## Directions
All lines in the material with the string "below" should be listed.

## Entries supplied
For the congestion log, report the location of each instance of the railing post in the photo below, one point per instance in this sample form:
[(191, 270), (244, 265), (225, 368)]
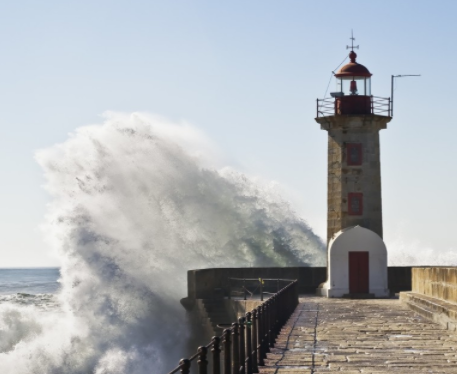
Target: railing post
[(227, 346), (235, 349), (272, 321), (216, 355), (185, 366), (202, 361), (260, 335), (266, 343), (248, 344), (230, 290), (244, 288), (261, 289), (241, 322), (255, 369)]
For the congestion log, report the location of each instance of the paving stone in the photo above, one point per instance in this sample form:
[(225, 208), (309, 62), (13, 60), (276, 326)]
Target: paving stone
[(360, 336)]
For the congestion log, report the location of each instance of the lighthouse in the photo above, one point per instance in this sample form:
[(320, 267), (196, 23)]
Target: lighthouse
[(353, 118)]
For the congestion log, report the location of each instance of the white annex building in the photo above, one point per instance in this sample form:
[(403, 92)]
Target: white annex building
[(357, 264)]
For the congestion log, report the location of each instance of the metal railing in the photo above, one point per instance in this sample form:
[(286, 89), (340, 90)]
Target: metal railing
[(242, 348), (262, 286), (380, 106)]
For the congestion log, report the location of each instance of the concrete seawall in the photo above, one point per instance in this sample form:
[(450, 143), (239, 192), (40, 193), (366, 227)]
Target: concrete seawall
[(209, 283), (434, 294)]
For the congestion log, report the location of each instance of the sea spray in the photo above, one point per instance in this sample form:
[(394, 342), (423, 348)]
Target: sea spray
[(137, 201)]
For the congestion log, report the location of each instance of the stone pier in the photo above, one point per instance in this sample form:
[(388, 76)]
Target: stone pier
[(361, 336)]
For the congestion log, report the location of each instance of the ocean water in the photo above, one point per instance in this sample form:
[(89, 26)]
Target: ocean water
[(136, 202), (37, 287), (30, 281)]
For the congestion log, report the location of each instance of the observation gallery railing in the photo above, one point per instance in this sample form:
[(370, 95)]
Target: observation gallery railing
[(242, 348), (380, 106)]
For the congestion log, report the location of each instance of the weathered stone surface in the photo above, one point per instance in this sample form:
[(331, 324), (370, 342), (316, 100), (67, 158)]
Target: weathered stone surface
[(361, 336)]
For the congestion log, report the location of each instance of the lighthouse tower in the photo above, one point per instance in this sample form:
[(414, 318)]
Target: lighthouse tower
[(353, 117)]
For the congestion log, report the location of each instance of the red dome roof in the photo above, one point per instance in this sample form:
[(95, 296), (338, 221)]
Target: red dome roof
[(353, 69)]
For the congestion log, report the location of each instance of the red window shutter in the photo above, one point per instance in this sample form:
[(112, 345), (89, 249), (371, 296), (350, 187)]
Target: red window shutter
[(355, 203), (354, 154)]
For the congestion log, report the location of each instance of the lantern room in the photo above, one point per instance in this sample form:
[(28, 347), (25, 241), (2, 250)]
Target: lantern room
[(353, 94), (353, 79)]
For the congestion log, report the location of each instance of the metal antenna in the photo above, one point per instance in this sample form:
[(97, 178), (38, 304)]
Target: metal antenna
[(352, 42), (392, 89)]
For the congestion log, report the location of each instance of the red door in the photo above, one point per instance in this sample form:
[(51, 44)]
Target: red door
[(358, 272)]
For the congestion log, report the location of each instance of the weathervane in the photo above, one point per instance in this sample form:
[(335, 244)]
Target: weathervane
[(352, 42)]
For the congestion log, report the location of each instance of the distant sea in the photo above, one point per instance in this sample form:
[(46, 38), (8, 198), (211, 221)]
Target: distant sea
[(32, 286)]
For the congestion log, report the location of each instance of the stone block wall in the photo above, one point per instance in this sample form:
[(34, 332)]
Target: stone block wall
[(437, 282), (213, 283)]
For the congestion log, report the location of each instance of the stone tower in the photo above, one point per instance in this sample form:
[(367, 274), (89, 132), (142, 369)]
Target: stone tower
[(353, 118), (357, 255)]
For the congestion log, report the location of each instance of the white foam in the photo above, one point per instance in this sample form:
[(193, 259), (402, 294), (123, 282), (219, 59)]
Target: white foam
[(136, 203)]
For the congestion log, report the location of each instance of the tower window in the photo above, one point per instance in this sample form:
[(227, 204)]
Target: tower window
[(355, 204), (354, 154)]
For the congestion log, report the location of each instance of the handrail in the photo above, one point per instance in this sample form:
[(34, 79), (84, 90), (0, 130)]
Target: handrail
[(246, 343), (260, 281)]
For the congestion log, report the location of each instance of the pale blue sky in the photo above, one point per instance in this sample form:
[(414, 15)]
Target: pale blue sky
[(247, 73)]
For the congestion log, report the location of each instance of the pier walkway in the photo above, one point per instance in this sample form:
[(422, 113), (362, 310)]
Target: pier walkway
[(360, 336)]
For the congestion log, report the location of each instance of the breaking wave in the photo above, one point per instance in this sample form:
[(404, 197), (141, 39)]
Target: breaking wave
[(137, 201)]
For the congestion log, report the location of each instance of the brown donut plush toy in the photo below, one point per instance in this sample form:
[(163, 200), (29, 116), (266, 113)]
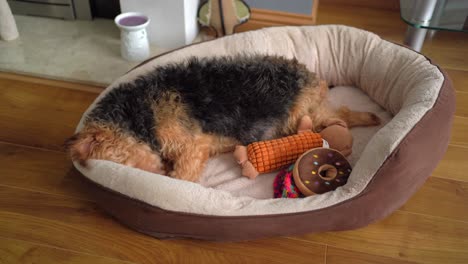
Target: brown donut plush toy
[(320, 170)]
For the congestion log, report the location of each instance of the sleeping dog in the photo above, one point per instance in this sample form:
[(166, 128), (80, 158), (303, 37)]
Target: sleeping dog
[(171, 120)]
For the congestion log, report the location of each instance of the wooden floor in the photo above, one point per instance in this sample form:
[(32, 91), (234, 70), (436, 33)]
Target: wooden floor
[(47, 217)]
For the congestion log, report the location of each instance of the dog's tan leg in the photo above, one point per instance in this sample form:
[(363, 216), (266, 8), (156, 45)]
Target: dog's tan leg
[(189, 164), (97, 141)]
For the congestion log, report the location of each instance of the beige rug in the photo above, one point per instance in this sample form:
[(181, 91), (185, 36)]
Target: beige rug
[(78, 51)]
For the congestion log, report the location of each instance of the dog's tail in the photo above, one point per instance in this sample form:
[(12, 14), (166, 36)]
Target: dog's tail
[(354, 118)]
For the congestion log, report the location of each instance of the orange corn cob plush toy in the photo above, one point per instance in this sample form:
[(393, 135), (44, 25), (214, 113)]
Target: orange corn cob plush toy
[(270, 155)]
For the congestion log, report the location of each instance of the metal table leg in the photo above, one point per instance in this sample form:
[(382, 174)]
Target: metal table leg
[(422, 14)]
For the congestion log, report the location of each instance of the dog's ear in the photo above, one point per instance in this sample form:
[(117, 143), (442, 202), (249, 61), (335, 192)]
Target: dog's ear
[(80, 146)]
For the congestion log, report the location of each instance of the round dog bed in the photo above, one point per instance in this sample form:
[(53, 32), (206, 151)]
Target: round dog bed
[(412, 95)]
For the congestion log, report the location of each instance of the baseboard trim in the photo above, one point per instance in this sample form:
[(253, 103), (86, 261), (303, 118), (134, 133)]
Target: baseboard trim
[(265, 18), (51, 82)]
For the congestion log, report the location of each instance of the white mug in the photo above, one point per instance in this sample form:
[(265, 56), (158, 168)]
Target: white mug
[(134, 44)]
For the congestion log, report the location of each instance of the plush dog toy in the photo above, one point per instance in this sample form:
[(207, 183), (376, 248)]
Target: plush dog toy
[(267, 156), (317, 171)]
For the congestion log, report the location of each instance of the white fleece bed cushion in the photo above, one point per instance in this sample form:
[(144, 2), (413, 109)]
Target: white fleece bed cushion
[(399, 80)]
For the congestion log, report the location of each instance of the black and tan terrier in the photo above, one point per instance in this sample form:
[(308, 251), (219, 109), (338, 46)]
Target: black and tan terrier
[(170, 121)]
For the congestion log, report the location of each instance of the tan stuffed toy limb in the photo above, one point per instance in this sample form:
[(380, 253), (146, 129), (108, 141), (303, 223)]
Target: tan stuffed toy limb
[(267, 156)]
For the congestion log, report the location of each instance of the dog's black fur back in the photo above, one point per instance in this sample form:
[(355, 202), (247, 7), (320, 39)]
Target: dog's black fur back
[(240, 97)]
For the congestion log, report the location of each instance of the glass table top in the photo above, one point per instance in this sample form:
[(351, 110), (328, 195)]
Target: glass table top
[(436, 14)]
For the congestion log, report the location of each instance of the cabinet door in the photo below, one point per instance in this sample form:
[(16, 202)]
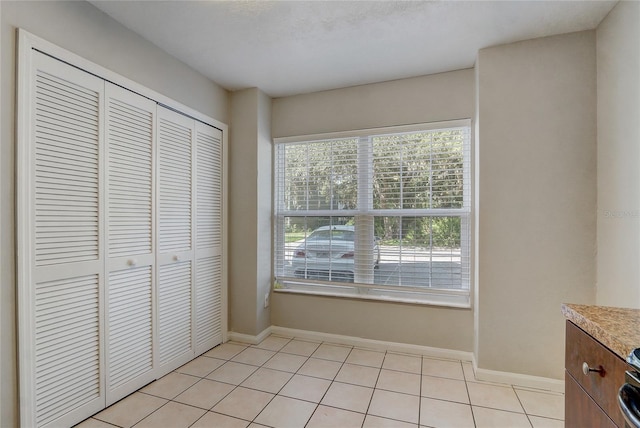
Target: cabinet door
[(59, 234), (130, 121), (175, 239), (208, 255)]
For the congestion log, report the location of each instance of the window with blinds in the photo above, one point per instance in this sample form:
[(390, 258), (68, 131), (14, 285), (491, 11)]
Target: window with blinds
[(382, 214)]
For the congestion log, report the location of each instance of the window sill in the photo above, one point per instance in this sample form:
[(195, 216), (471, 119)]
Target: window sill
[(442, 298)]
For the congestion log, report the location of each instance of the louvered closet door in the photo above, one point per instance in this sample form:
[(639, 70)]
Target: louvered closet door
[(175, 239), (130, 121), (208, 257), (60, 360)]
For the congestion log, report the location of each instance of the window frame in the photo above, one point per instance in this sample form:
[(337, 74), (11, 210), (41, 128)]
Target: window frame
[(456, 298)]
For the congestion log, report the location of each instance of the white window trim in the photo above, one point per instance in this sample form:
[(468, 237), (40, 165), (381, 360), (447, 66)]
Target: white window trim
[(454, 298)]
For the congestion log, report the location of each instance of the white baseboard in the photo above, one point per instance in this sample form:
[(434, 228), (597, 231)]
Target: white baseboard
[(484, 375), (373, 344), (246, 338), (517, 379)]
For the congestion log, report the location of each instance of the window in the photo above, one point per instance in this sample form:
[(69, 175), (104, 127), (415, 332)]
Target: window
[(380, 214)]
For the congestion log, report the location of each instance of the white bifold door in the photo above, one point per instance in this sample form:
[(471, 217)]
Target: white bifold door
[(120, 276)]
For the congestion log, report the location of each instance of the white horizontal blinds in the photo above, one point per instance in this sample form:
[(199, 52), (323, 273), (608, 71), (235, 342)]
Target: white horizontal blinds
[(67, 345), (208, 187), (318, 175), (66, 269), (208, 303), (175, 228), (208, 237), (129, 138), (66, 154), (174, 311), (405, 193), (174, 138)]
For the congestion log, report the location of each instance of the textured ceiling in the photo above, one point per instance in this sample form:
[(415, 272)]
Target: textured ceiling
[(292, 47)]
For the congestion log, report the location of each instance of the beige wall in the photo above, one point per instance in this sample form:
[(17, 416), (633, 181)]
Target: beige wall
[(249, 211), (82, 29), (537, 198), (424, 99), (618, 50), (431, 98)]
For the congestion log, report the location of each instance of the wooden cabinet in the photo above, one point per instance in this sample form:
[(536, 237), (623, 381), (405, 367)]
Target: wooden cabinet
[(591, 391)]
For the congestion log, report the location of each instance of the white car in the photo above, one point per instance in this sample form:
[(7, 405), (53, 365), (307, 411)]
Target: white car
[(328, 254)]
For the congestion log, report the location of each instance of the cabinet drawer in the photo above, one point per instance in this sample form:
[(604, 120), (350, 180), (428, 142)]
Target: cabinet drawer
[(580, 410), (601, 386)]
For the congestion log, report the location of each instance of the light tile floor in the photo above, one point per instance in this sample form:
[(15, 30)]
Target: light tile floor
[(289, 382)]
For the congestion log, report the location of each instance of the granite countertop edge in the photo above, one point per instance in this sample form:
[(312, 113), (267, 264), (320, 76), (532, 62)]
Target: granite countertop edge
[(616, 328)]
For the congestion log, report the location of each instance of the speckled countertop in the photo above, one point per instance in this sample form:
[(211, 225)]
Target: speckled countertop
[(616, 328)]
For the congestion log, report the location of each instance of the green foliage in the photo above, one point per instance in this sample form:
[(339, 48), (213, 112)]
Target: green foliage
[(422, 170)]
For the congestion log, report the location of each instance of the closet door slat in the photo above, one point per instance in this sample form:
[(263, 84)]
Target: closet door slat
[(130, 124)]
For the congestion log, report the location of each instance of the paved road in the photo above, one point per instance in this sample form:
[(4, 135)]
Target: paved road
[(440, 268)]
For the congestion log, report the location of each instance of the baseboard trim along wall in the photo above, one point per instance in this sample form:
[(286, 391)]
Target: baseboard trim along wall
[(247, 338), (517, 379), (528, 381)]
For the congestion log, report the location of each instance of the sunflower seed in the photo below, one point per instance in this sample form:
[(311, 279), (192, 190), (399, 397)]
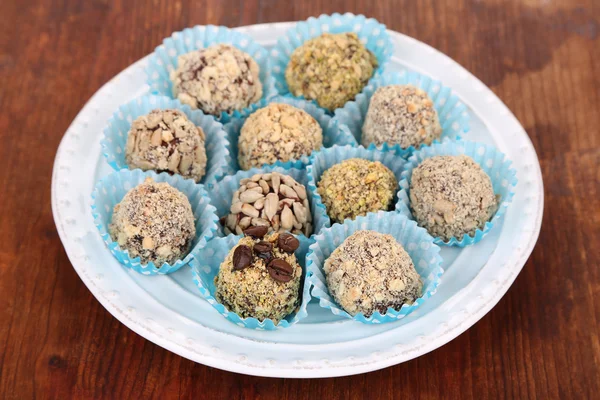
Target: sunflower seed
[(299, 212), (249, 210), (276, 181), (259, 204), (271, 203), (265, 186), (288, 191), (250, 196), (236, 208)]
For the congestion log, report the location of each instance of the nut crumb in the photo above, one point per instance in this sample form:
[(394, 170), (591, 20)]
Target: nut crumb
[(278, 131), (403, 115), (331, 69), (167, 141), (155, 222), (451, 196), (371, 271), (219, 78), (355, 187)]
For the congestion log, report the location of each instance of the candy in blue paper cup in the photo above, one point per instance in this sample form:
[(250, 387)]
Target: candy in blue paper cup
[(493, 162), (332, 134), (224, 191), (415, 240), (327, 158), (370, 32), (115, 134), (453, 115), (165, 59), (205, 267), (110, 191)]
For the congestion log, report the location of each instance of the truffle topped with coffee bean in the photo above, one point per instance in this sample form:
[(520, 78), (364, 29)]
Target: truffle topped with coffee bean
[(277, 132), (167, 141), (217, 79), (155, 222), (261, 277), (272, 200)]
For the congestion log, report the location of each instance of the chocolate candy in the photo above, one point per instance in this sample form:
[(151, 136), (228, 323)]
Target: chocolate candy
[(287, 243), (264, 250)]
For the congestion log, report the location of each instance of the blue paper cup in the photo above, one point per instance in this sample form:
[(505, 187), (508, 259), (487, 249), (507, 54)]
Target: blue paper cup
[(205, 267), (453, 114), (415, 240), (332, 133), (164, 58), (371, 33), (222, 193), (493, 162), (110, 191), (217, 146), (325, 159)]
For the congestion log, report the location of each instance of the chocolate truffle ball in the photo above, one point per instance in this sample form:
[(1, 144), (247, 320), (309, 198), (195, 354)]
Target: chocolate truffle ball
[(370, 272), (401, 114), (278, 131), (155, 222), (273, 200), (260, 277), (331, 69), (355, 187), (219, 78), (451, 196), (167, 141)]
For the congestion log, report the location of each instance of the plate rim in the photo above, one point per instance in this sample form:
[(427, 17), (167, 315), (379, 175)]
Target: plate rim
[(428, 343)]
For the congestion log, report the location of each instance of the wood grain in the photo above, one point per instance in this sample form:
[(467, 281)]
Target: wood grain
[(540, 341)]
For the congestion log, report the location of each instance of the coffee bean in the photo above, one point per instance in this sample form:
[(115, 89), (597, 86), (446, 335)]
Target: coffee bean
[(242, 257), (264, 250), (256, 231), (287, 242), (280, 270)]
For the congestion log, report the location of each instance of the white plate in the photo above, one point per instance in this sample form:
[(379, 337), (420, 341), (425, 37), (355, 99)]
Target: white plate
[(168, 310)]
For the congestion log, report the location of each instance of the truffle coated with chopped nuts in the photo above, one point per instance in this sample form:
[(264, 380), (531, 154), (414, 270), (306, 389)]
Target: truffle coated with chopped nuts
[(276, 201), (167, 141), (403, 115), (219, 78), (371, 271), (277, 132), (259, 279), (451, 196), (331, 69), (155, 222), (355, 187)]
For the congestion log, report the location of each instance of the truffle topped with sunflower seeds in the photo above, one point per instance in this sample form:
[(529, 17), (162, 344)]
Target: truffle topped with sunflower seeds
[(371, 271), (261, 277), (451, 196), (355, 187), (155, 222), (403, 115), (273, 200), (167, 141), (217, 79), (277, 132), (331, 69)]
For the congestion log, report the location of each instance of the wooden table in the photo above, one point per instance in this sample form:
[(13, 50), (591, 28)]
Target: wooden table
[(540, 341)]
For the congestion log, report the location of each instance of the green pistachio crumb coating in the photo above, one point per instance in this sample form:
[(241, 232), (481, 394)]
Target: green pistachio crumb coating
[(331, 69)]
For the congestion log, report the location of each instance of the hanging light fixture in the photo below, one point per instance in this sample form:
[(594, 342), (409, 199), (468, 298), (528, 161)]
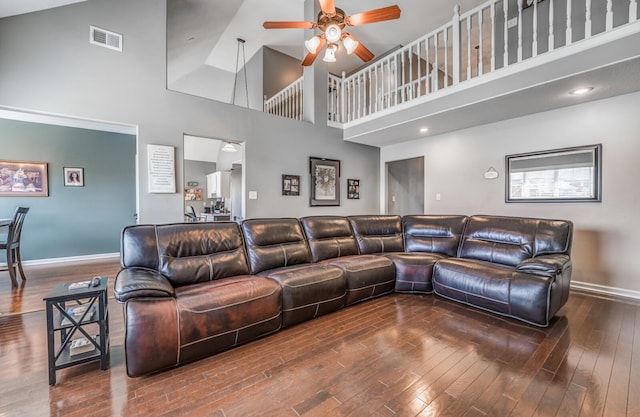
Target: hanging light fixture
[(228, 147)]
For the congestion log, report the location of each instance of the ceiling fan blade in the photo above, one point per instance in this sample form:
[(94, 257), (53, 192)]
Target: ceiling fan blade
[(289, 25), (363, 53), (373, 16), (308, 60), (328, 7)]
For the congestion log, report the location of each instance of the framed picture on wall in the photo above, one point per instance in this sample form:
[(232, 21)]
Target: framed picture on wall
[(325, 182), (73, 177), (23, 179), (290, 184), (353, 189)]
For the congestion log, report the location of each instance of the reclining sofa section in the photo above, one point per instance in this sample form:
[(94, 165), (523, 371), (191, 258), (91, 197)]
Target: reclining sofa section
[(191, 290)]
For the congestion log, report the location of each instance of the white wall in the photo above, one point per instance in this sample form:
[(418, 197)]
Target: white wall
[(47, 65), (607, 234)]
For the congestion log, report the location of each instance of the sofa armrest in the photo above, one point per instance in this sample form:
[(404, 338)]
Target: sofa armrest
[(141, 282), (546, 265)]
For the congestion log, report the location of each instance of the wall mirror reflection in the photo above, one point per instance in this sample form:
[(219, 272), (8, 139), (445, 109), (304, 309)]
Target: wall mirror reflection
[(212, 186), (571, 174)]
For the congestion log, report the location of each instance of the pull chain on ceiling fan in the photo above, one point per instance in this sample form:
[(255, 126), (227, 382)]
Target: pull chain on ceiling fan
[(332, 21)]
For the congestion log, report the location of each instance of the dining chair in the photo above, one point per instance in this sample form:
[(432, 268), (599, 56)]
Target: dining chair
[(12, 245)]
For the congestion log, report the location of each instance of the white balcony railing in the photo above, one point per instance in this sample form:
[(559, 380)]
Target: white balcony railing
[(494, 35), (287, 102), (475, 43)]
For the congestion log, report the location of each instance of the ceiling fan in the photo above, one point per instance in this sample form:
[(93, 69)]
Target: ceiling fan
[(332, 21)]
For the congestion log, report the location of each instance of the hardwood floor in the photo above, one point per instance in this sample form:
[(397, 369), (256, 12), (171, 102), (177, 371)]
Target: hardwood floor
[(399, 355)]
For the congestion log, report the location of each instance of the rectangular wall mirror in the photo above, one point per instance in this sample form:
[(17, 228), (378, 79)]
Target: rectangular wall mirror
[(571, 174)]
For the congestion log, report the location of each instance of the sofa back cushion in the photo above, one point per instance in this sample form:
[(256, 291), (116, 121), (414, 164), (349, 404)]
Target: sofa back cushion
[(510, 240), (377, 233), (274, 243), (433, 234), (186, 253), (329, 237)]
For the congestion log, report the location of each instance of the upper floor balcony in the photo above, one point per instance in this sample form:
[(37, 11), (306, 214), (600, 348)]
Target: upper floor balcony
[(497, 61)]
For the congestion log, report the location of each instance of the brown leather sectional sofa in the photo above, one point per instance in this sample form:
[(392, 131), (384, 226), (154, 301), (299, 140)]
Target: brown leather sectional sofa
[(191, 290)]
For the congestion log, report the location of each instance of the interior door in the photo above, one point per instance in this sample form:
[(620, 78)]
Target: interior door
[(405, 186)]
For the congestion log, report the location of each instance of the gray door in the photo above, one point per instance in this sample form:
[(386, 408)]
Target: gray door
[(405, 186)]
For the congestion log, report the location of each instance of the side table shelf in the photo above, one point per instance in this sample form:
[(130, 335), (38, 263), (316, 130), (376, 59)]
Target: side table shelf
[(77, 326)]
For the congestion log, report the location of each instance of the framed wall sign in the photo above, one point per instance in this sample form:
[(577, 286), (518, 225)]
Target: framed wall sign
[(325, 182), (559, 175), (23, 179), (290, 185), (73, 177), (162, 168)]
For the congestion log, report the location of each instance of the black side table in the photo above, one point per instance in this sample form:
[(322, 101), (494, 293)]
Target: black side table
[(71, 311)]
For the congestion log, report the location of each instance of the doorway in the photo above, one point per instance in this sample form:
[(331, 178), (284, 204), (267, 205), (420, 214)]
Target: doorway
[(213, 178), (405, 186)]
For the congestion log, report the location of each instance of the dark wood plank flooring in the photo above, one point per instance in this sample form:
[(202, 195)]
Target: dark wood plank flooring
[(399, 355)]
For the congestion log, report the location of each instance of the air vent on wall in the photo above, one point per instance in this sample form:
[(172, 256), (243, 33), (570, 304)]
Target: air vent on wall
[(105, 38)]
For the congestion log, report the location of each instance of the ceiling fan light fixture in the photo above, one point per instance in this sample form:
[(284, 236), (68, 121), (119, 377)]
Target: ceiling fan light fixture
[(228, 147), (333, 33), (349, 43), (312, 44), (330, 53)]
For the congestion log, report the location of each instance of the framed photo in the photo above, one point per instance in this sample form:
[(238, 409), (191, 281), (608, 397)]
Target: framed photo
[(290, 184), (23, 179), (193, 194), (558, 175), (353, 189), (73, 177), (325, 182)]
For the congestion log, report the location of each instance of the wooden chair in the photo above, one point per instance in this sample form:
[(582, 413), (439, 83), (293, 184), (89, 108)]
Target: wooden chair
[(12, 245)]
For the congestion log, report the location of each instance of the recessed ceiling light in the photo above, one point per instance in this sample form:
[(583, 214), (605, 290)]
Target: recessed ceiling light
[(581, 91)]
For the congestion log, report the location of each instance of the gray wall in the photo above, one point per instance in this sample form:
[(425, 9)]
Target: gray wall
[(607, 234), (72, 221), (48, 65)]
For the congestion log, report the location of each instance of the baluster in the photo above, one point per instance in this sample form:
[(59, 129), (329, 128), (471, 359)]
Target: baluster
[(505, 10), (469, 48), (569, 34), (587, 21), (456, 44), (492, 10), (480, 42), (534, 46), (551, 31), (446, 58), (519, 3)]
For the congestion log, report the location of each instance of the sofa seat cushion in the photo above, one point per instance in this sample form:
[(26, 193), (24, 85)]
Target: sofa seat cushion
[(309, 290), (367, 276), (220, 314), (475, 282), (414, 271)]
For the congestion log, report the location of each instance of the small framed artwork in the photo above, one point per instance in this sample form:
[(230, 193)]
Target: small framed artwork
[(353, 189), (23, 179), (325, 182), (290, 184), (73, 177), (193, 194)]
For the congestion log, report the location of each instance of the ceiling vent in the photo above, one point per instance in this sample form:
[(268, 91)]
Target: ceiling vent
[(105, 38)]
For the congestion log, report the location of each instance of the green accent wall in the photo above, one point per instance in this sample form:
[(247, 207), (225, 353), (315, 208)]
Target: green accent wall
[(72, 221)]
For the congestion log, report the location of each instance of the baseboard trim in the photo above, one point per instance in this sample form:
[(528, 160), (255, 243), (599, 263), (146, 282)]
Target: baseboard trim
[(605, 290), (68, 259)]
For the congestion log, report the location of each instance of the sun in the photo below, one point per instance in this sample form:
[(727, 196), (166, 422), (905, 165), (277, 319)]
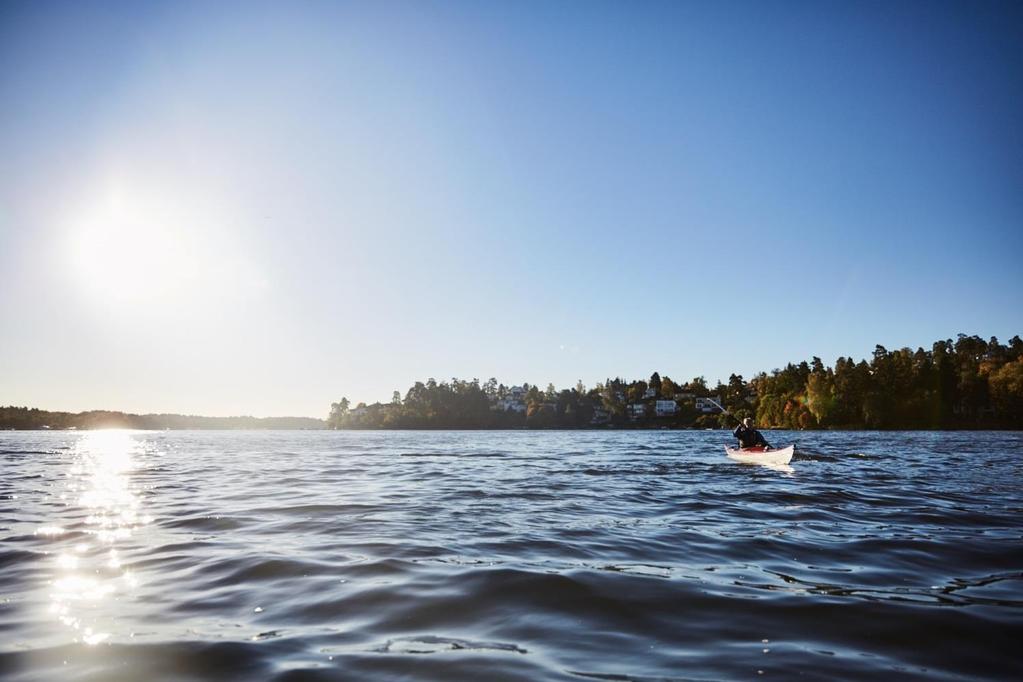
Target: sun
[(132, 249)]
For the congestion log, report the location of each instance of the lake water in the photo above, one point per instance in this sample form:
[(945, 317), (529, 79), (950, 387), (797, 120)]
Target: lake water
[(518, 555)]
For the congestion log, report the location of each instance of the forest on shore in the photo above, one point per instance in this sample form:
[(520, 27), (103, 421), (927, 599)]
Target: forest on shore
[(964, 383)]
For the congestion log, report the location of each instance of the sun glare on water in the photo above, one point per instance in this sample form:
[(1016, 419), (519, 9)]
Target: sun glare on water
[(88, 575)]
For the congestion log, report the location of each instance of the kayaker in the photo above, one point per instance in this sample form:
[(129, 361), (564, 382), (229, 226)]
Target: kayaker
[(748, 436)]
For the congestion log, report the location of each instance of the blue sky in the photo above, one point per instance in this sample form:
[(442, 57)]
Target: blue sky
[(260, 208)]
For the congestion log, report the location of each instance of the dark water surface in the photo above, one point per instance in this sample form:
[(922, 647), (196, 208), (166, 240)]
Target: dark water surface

## Answer section
For the congestion log, report the location of each instance of the railing post in the photo below, one point per instance in this sample form:
For the congestion log, report the location of each instance of the brown donut plush toy in the photo below, one point per instance in this sample form:
For the congestion log, report the location of each instance of the cabinet door in the photo below, one point per instance in this sample form:
For the congestion log, report the location of each instance of the sunflower seed in the photo below, one point per instance in this sample form:
For the congestion log, report the location of each instance of the hanging light fixture in the photo below, one point per instance in this sample form:
For the congestion log, report the location of each instance of the sun in the photo below, one point per instance in this sample form:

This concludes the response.